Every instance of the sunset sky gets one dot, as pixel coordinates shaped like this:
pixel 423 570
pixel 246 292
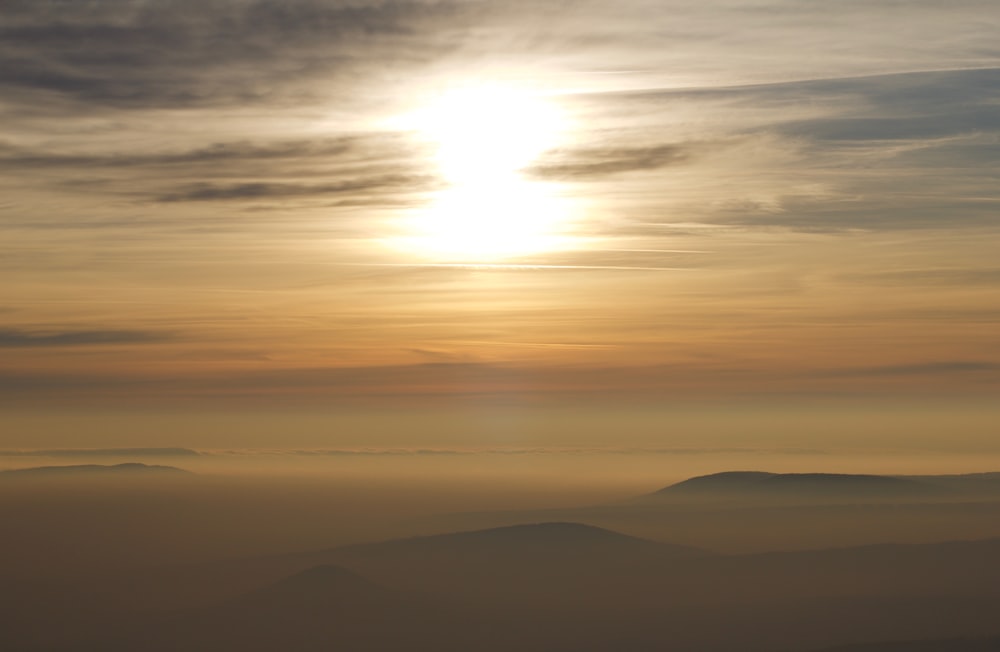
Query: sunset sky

- - - -

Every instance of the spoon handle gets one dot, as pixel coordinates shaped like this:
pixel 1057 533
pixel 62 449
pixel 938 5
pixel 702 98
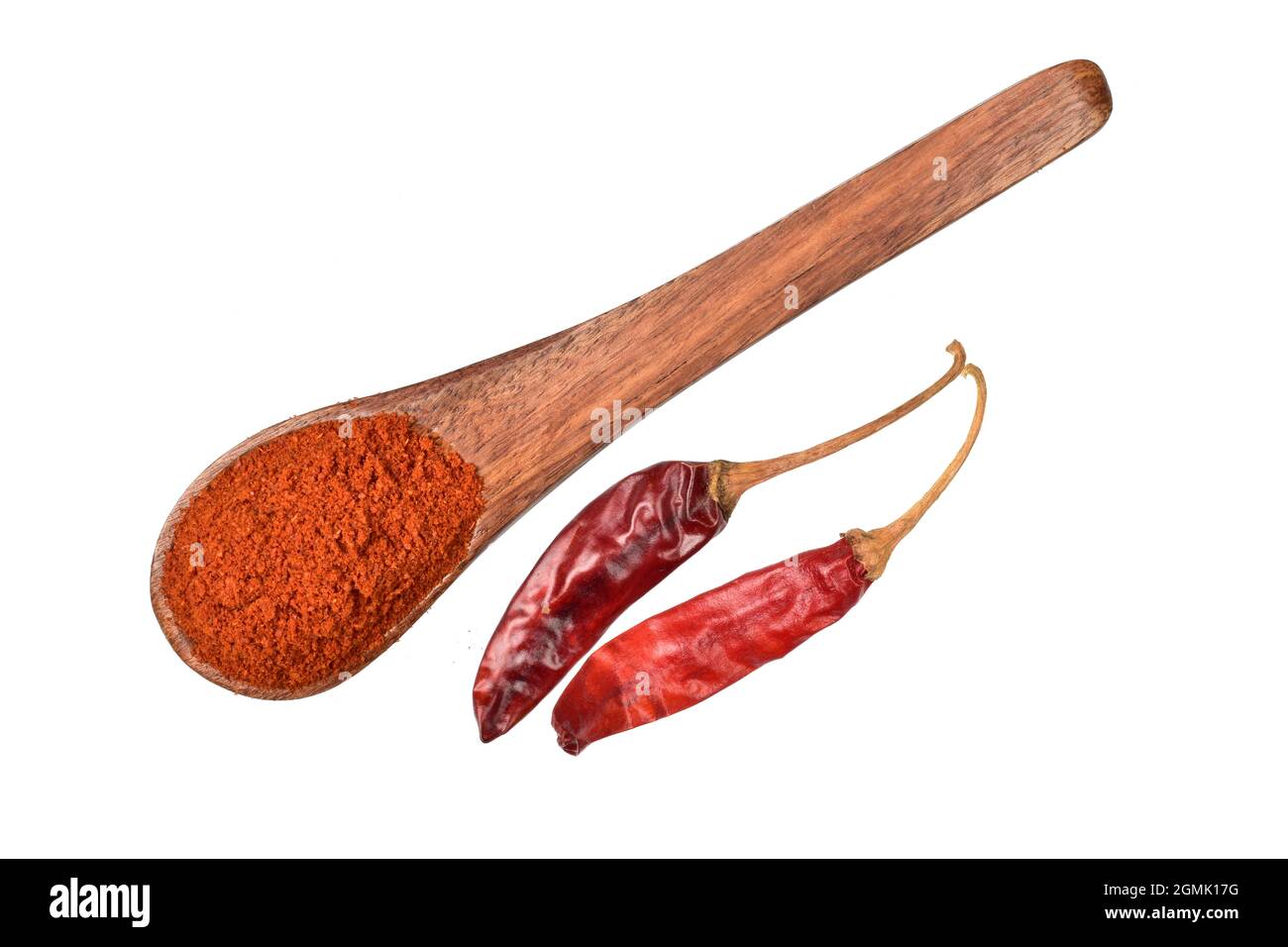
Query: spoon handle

- - - -

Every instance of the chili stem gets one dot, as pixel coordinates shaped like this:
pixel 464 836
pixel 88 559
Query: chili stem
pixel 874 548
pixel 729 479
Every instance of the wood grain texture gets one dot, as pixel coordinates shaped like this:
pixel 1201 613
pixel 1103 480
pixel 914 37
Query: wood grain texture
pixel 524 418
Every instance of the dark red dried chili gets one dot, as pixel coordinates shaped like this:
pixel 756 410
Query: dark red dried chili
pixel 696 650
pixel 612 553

- - - -

* **WHAT YOU ARE ASKED TO DO**: Rewrite the part that opens with the line containing "Every instance of the chili" and closes with the line containing "pixel 612 553", replacing "pixel coordinates" with "image coordinates" and leaving everything else unchanged. Return only those lines.

* **RESPONSE TO THE EXERCISE**:
Every instance of the chili stem gets one dot, as image coordinates shaped like this:
pixel 464 836
pixel 88 559
Query: chili stem
pixel 874 548
pixel 729 479
Every instance of the wood grain texture gets one dot, as image coordinates shaped like this:
pixel 1201 613
pixel 1103 480
pixel 914 37
Query: wood grain texture
pixel 524 418
Every instance of the dark red dried chili gets one dot, as image coordinates shaped like this:
pixel 756 410
Query: dark red dried chili
pixel 696 650
pixel 612 553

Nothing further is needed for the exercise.